*Written exercise*.
Transcribe the rows without change, beginning at the line containing "Detect red cardigan." and continuing through the line containing "383,42,600,399", with both of those lines included.

*Dataset*.
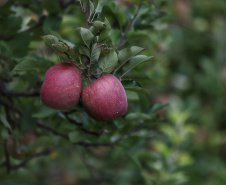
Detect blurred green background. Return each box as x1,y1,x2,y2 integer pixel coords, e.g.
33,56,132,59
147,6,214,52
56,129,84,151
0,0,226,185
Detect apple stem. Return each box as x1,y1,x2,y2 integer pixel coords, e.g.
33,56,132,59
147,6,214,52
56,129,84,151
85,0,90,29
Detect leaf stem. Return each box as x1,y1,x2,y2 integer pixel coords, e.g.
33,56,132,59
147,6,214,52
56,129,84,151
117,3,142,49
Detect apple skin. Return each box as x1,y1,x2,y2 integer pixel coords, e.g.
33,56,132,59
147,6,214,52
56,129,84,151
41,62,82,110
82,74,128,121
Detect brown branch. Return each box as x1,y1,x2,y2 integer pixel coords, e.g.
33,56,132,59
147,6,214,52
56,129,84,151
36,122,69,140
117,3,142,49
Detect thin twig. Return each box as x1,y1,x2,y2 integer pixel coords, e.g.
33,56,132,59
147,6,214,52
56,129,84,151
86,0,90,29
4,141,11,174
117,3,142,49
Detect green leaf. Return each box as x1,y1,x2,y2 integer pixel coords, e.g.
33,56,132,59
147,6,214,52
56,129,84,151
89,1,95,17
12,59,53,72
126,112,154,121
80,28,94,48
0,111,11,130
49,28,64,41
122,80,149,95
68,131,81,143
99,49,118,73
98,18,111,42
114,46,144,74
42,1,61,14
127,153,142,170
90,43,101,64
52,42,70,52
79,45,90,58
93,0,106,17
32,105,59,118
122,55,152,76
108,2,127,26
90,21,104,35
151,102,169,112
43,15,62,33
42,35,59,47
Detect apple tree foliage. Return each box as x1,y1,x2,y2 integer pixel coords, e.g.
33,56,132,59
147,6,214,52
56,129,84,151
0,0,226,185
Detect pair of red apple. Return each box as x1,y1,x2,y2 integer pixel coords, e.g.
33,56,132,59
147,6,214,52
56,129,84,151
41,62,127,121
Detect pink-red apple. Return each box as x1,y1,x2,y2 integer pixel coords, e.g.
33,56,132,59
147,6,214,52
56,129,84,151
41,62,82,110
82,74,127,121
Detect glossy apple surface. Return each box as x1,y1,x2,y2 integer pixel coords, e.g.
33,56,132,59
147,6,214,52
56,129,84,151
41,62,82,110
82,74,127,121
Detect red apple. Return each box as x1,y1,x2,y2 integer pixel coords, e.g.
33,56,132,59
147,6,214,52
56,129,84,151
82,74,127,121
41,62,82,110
---
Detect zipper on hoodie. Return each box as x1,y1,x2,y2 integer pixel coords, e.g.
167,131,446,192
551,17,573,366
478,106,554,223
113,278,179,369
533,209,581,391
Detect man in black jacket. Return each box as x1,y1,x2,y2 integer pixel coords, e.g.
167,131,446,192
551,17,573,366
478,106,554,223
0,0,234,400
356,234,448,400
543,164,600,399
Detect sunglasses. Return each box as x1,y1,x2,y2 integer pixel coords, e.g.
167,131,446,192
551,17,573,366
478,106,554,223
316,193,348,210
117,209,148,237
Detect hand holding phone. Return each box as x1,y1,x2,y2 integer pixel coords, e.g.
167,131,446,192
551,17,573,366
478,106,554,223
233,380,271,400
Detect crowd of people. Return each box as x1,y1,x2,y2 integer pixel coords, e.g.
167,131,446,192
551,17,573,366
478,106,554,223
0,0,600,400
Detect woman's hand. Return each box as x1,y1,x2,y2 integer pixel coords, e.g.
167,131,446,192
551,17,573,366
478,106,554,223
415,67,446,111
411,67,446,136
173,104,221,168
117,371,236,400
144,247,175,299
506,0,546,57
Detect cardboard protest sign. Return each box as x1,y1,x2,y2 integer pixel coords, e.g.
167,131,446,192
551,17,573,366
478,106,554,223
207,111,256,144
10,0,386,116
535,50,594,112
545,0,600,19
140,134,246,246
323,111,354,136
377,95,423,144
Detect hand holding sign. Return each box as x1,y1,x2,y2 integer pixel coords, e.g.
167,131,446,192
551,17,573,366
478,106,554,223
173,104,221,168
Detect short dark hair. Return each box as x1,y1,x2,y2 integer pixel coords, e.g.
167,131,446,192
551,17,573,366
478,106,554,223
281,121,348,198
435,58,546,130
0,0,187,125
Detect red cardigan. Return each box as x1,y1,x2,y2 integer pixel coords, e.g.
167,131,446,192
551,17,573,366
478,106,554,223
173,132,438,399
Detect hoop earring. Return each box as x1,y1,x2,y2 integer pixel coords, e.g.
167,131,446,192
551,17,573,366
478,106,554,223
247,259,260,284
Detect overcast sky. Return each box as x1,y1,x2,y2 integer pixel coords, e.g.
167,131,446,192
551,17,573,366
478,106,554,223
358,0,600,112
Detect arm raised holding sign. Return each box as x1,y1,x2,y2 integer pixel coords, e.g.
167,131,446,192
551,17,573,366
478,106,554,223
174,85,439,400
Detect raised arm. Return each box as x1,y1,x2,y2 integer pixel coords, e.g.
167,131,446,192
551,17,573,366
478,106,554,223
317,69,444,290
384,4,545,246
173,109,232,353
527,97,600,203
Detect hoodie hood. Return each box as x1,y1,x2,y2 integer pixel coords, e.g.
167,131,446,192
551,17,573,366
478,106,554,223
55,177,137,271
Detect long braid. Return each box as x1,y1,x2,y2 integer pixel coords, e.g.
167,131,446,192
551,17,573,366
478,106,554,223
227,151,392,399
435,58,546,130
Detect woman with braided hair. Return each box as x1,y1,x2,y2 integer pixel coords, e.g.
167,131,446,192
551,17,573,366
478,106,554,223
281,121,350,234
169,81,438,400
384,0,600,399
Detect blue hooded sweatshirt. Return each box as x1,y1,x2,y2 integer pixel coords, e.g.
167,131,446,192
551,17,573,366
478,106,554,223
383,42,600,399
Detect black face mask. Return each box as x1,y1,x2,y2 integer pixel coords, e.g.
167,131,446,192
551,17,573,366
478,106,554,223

*Response to the task*.
Detect red cardigan. Return each box as x1,y1,x2,y2 integer pixel coords, e.g.
167,131,446,192
551,17,573,366
478,106,554,223
173,132,438,399
Detect hoop earring. Return each box as x1,y1,x2,y2 integer pixel coords, e.g.
167,131,446,192
551,17,573,366
478,106,554,223
247,259,260,284
Detect overcast sky. Return each box as x1,y1,x2,y2 integer pixel coords, e.g.
167,131,446,192
551,17,573,366
478,106,554,223
358,0,600,112
Detect arm raised holding sign. Return each box as x1,y1,x2,y2 integer pixel coords, e.g.
167,131,446,192
551,17,573,366
478,106,554,223
174,85,439,400
Detect raised arm. Return each box as x1,y1,x2,y2 integer pixel coords, e.g.
167,131,446,192
551,17,573,366
478,106,554,223
317,69,444,290
384,4,545,246
173,109,232,353
527,97,600,203
Detect hoodie hood. Return each box as x1,y1,x2,y2 integer pixel coords, e.g.
167,131,446,192
551,17,573,366
478,106,554,223
55,177,137,271
Detect long braid. Return each box as x1,y1,x2,y2 integer pixel coords, e.g.
167,131,446,192
551,17,573,366
478,106,554,223
227,151,392,399
435,58,546,130
Detect woman with braided hair. Return each box as x1,y1,x2,y2 integer pixel coords, e.g.
167,131,446,192
551,17,573,366
478,106,554,223
281,121,350,234
169,81,438,400
384,0,600,399
Detect blue hooded sweatshirt. Return each box as x1,y1,x2,y2 integer pixel coords, e.g.
167,131,446,192
551,17,573,366
478,106,554,223
383,42,600,399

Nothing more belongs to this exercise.